## start PROVIDED INFORMATION

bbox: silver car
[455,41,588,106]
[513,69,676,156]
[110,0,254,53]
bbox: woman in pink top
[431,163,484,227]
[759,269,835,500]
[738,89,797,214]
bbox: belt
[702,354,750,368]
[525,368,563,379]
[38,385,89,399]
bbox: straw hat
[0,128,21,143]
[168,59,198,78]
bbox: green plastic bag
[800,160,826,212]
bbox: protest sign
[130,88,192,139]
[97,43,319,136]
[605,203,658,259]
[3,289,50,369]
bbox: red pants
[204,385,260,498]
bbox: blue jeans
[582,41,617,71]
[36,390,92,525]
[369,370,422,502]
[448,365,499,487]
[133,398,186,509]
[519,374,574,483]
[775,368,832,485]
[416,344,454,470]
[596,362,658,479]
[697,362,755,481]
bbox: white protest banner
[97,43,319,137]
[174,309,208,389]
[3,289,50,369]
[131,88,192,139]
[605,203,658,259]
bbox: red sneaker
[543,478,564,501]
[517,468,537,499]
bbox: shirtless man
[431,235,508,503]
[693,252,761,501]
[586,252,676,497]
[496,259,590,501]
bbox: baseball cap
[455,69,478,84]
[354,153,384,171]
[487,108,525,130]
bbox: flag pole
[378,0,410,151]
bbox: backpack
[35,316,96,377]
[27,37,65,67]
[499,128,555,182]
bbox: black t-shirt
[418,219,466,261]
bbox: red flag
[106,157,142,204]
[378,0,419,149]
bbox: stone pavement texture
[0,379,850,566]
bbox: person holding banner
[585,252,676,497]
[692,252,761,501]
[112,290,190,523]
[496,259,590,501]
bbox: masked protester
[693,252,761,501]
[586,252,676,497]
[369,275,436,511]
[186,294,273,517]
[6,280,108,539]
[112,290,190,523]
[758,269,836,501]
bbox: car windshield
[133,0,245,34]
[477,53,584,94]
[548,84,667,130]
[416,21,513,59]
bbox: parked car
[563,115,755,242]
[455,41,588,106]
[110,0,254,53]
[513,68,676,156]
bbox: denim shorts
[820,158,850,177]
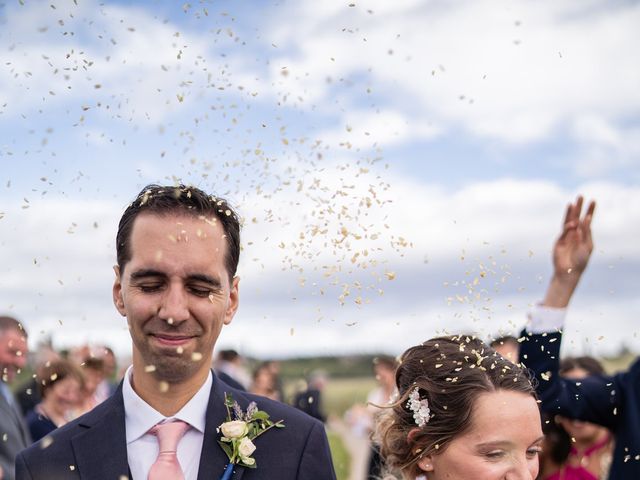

## end PROVIDED INFORMATION

### TASK
Please write out the stretch of the material from the line containing "bbox: masked protester" through the end of the material, keeping every line, with each bounding-box coordinate multiplied by 0.35 and rounded to a whole number, halves up. Give only those lines and leave the pictures out.

### CORRECT RESPONSE
bbox: masked protester
[243,88,266,175]
[205,88,237,174]
[129,96,153,179]
[65,103,96,181]
[2,98,38,189]
[39,102,67,183]
[265,94,293,175]
bbox: car windshield
[47,0,86,12]
[167,19,204,33]
[192,29,233,46]
[146,7,180,21]
bbox: parked car
[197,40,264,85]
[159,14,206,37]
[39,0,89,19]
[180,24,237,55]
bbox: denim shorts
[287,55,298,62]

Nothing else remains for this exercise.